╔══
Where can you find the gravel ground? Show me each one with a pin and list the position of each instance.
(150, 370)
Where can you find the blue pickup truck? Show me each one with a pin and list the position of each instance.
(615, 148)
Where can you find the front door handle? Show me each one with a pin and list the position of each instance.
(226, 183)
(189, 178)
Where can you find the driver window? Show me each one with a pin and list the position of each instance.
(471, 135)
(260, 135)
╚══
◆ GIVEN PROBLEM
Retype the data from the line containing "Where can you find the driver" through the last line of the data, including both ends.

◆ EXPECTED ANSWER
Where can you find the driver window? Show me each one with a pin and list the position of each instance.
(471, 135)
(260, 135)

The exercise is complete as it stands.